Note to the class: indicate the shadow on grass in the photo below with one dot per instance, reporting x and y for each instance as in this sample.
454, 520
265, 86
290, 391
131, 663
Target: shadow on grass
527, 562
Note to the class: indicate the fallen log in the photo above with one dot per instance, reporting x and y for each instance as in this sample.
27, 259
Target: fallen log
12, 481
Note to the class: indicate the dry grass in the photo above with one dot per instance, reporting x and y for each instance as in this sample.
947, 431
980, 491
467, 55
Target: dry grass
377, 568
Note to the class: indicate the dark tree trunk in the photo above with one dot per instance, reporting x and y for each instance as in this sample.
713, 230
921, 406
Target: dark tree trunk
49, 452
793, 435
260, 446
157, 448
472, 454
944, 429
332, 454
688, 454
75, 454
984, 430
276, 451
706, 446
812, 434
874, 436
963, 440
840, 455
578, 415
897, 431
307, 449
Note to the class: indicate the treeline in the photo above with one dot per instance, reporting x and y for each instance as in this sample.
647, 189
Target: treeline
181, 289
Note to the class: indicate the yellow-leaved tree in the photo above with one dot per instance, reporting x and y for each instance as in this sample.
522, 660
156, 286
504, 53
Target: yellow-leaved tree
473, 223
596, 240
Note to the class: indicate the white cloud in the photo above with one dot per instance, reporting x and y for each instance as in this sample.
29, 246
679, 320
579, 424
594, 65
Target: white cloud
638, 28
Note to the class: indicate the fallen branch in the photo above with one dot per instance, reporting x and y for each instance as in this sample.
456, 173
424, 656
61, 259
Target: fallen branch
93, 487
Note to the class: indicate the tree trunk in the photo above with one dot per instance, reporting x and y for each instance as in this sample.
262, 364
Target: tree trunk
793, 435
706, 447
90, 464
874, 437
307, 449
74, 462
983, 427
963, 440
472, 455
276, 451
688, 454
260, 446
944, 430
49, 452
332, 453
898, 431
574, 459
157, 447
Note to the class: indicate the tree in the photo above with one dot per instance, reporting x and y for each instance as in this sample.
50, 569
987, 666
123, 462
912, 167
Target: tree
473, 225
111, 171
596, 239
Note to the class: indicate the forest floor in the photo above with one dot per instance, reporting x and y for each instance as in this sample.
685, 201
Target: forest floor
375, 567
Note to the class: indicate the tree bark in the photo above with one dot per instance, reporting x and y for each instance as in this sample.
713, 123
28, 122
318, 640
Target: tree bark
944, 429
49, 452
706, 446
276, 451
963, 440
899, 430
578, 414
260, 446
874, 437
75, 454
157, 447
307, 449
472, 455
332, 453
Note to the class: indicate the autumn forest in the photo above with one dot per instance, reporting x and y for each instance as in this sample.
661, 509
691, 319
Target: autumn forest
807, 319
- - -
## REQUIRED WORK
Reproduce the records above in full and with exact wording.

## THE COMPLETED TASK
Note to the class: indicate the shadow on grass in the photo below with one dot per instance, reporting x and y for each instance as in this sample.
454, 520
265, 86
290, 391
131, 663
Target: shadow on grass
527, 562
Note to the class: indicate the fallen log in the photo above with one dot per instance, reporting x and y for each instance as in this sample.
27, 259
Target: fallen log
12, 481
Note to the class: indicate the dry grass in the photo above with one dot per instance, reporting x and y for each instance as in this sample.
947, 431
980, 491
467, 55
Target: dry grass
377, 568
Note to the class: indicate the dark tree trunk in the photo above with one dot per instance, reporting x and y for each instance as in this sample.
713, 230
921, 406
Target: dark tree trunk
49, 452
793, 435
260, 446
157, 448
472, 454
944, 429
332, 454
688, 454
75, 454
984, 430
276, 451
706, 446
812, 434
874, 436
963, 440
840, 455
578, 415
897, 431
307, 449
Note to the class: indicate the treeline in the photo above with one dot per instance, reporting x and y for each instance as in this sample.
647, 189
Target: treeline
181, 289
Note to the class: indicate the yellow-leaved tree in the photo above with one dot per instance, reporting x and y for each instance as in this sample.
522, 660
156, 286
504, 53
Target: yellow-leaved tree
473, 223
596, 240
Note to the class: indicate the white cloud in the photo above with one dot per instance, reporting x and y for each instance as in this sample.
29, 246
679, 320
579, 424
594, 65
Target: white cloud
638, 28
Note to the class: indicate the fallen branch in the photo above with one dot per instance, reporting x and y for each instance as in this sample.
456, 173
424, 656
61, 259
Target: fallen branch
93, 487
Note to the class: indicate the tree trunk in the photo above with one dot per instance, reporting x and y for each instance as in this sample.
262, 364
Target: tree trunk
793, 435
706, 447
90, 464
874, 437
307, 449
74, 462
983, 427
963, 440
472, 455
276, 451
688, 454
260, 446
944, 430
49, 452
332, 453
898, 431
574, 459
157, 447
Note to the class: indicate the tree in the photo above with one dot per instance, reporting x and y for each instance as in this sample.
50, 569
987, 666
123, 462
912, 167
Target: tree
473, 225
111, 171
596, 239
Note to the class: indicate the forest floor in the photo above with one dot per instance, reporting x and y for each instance as in this sample.
685, 201
Target: forest floor
375, 567
Note to the class: indicate the tree bark in the photo above with one dot per instance, reporting x and y for each instance as in this sample.
713, 123
28, 122
318, 640
Target: tree bark
944, 429
49, 452
706, 446
276, 451
963, 440
899, 430
578, 414
260, 446
874, 437
75, 454
157, 447
307, 449
472, 455
332, 453
Note to the class: indicate the autumn forest in the photo above with one dot per instance, reporting x and y for each instance as in this sample.
661, 509
691, 319
Target: autumn forest
807, 319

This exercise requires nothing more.